What the task asks
Rewrite the passage of the PaLM API tutorial that begins at "PaLM 2 models are" and ends after "and code snippets.", changing "dataset" to "corpus".

Text section
- Opening Delimiter -

Access PaLM 2 Models using the PaLM API. Intro tutorial

Access PaLM 2 Models using the PaLM API. Intro tutorial

In this blog post, we will delve into Google's PaLM API, an exciting addition announced at Google I/O 2023. We'll explore its key functionalities, how to obtain access, and how to leverage its capabilities. Please note that this tutorial aims to provide a brief introduction to the PaLM API, particularly for developers, data scientists, ML engineers, and anyone interested in exploring its potential. So, let's dive into the world of PaLM 2 Models!

If you are a visual learner, check out this video tutorial where I demonstrate how to access the PaLM API.

Introduction

PaLM 2 models are Google AI's impressive large language models (LLMs). Specifically, the large PaLM 2 model is a 540-billion parameter LLM trained on an extensive dataset encompassing text and code. It possesses the ability to generate text, perform language translation, create various forms of creative content, and offer informative answers to questions. PaLM 2 can enhance the performance of numerous applications, such as improving machine translation accuracy, text generation quality, and code completion tool efficiency.

Let's highlight some of the remarkable capabilities of PaLM2:

  1. Generate Text: PaLM API and PaLM2 can generate text in diverse styles, including news articles, fiction, poetry, and code snippets.

  2. Language Translation: PaLM2 excels at accurate language translation.

  3. Creative Content Creation: PaLM2 can produce diverse forms of creative content, such as poems, code snippets, scripts, musical compositions, emails, letters, and more.

- Closing Delimiter -

Dataset

- Opening Delimiter -

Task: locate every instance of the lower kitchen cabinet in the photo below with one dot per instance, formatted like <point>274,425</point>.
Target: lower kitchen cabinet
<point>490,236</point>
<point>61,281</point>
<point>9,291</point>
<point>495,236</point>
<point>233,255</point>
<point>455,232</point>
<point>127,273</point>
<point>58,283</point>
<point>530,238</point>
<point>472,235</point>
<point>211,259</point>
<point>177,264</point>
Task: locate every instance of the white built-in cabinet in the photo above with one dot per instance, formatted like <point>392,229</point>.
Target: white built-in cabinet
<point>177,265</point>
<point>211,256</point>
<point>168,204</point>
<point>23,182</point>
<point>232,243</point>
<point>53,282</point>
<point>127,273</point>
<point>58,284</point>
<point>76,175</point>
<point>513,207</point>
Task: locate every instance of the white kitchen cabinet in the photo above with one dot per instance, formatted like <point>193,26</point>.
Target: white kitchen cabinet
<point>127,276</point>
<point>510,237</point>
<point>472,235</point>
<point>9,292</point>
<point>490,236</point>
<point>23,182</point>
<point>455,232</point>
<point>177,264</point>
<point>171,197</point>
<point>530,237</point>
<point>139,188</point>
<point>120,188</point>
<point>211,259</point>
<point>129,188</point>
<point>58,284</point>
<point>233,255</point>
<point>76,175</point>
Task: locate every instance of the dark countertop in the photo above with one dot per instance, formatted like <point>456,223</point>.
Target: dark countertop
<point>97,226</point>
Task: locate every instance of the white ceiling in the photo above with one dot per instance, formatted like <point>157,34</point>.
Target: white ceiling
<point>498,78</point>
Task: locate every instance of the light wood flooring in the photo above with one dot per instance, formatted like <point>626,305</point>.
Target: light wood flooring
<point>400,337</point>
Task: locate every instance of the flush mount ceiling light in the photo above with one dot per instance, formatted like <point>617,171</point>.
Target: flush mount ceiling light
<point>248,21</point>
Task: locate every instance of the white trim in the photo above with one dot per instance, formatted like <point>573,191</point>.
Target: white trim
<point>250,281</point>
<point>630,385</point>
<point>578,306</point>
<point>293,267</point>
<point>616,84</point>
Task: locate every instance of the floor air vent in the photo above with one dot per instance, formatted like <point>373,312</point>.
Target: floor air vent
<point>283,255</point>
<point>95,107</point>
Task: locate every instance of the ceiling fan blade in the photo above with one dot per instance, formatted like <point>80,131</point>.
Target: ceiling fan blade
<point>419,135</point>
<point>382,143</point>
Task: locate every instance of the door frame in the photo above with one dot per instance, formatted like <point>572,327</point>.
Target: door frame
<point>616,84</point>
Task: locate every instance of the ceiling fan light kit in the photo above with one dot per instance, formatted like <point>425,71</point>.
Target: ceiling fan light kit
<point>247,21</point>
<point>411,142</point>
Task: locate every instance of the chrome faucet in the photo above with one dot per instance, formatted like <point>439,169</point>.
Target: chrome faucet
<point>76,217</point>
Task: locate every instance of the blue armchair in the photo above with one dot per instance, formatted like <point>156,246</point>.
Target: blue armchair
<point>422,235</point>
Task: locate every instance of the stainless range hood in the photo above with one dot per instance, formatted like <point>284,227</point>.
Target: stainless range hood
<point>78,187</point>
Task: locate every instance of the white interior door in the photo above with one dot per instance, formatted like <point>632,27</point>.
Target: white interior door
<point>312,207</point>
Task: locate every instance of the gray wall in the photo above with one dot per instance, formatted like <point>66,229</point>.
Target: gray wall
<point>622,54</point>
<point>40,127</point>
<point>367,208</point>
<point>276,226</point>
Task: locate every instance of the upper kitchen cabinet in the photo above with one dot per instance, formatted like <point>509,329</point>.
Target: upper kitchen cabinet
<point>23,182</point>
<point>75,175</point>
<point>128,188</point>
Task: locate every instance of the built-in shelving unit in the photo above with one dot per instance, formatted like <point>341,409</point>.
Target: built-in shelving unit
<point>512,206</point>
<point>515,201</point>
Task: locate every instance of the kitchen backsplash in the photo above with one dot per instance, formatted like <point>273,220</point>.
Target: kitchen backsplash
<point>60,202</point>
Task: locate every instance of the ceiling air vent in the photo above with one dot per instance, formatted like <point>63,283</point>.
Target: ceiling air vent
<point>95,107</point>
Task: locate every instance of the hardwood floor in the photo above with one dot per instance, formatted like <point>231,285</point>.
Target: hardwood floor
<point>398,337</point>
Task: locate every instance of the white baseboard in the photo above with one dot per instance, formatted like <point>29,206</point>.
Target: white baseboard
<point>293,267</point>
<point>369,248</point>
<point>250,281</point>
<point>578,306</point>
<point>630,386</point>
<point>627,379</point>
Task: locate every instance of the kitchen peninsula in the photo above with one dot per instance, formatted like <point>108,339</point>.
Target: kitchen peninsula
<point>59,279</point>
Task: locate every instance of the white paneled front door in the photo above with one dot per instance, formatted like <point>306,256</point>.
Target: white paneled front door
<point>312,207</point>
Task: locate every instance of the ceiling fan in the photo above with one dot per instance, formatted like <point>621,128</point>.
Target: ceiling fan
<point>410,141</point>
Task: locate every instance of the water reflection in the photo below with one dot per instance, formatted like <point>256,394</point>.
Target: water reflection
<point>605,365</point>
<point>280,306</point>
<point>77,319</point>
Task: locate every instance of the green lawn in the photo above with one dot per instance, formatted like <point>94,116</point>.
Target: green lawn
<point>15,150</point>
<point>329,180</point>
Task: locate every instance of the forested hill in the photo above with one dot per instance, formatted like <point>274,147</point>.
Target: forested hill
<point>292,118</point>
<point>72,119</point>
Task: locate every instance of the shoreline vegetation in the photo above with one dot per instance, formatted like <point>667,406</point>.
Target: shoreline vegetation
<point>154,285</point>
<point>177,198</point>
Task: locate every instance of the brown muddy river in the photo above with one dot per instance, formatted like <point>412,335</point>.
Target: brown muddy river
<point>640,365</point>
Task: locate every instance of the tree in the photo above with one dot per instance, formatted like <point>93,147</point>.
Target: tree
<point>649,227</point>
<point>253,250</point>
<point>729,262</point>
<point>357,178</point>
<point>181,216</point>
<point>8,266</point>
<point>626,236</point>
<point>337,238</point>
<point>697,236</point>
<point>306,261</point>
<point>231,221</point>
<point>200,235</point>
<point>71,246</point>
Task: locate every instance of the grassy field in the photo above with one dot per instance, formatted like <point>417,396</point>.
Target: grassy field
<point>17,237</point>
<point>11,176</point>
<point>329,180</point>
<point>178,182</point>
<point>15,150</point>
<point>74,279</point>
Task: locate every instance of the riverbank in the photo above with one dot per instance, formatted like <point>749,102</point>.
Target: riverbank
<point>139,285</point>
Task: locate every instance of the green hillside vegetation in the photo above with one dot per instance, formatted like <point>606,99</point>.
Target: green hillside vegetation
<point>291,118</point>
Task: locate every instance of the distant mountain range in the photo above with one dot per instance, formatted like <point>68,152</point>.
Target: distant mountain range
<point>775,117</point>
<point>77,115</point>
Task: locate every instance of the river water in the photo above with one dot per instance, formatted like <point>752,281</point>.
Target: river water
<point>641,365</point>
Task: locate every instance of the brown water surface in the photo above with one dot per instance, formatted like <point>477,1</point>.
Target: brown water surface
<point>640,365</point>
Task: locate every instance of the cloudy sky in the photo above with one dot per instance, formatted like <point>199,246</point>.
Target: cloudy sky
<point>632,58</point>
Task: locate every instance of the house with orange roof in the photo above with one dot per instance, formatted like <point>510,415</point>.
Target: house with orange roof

- Closing Delimiter -

Task response
PaLM 2 models are Google AI's impressive large language models (LLMs). Specifically, the large PaLM 2 model is a 540-billion parameter LLM trained on an extensive corpus encompassing text and code. It possesses the ability to generate text, perform language translation, create various forms of creative content, and offer informative answers to questions. PaLM 2 can enhance the performance of numerous applications, such as improving machine translation accuracy, text generation quality, and code completion tool efficiency.

Let's highlight some of the remarkable capabilities of PaLM2:

  1. Generate Text: PaLM API and PaLM2 can generate text in diverse styles, including news articles, fiction, poetry, and code snippets.